WORK REQUIRED: All of the data beneath this instruction is to be transcribed word for word.

Saved entries:

<<<<

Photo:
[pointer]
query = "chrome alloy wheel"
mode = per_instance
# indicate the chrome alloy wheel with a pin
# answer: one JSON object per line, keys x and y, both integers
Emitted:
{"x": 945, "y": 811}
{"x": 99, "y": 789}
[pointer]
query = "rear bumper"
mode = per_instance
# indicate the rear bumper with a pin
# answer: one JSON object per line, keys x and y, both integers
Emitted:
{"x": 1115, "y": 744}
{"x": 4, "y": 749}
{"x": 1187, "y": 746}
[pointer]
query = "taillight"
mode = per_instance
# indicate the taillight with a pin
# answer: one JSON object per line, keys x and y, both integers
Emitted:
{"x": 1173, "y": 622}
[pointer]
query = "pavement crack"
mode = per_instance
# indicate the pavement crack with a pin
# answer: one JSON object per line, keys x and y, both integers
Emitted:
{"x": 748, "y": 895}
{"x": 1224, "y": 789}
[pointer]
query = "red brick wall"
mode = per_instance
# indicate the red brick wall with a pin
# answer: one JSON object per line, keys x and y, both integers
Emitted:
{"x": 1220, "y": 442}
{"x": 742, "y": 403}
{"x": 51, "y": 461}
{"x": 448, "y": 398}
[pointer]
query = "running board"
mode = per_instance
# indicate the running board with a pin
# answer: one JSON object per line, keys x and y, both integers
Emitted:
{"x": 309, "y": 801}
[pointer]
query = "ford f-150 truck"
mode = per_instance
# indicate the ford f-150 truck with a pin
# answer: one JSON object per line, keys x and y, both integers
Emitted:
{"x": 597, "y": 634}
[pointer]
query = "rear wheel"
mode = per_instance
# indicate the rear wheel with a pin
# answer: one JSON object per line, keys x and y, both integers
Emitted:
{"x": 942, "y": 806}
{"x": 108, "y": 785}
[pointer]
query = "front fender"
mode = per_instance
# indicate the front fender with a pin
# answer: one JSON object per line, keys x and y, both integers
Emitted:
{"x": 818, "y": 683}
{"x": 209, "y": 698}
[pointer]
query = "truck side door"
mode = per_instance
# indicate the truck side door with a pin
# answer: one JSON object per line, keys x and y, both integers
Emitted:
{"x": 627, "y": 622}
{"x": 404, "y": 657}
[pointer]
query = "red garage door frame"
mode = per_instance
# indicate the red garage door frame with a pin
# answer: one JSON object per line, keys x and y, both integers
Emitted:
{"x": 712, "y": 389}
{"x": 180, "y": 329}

>>>>

WRITTEN RESPONSE:
Photo:
[pointer]
query = "chrome alloy wheel"
mode = per_instance
# indicate the chrome alloy wheel with a pin
# answer: one JSON object per line, keys x and y, both integers
Emitted:
{"x": 945, "y": 811}
{"x": 99, "y": 789}
[pointer]
query = "rear bumper"
mode = per_instance
# indicate the rear bumper with a pin
# answer: one JSON object per line, keys x and y, both integers
Emitted:
{"x": 1115, "y": 744}
{"x": 4, "y": 749}
{"x": 1187, "y": 746}
[pointer]
query = "taillight"
mode = per_instance
# indicate the taillight with a pin
# answer: one JSON object per line, keys x and y, both integers
Emitted:
{"x": 1173, "y": 622}
[pointer]
query = "pavement crack"
mode = per_instance
# indicate the pavement crack with a pin
# answer: one JSON object per line, keys x and y, both integers
Emitted:
{"x": 748, "y": 895}
{"x": 1224, "y": 789}
[pointer]
query = "red brick wall"
mode = per_instance
# indicate the red brick wall with a pin
# answer: one JSON object per line, keys x and y, both integers
Emitted:
{"x": 1220, "y": 442}
{"x": 742, "y": 403}
{"x": 51, "y": 461}
{"x": 448, "y": 398}
[pointer]
query = "running board"
mode = per_instance
# indicate the running board with a pin
# answer: one JSON object per line, keys x and y, both integers
Emitted:
{"x": 309, "y": 801}
[pointer]
query = "ford f-150 truck"
mode = per_instance
# indicate the ford f-150 truck with a pin
# answer: one JSON object per line, keys x and y, both integers
Emitted:
{"x": 597, "y": 634}
[pointer]
query = "rear wheel"
mode = per_instance
# indicate the rear wheel with a pin
# answer: one JSON object per line, keys x and y, both integers
Emitted:
{"x": 942, "y": 806}
{"x": 108, "y": 785}
[pointer]
query = "front fender"
mode = per_instance
# indicate the front fender with a pin
# answer: one JSON object per line, keys x and y, both integers
Emitted:
{"x": 818, "y": 683}
{"x": 209, "y": 698}
[pointer]
query = "truck side door"
mode = per_instance
# indicate the truck side door with a pin
# answer: one JSON object per line, keys x and y, both integers
Emitted:
{"x": 627, "y": 622}
{"x": 404, "y": 657}
[pointer]
query = "red garage door frame"
mode = per_instance
# indicate the red garage door frame with a pin
# answer: one JSON object per line, keys x and y, both integers
Emitted:
{"x": 712, "y": 389}
{"x": 180, "y": 329}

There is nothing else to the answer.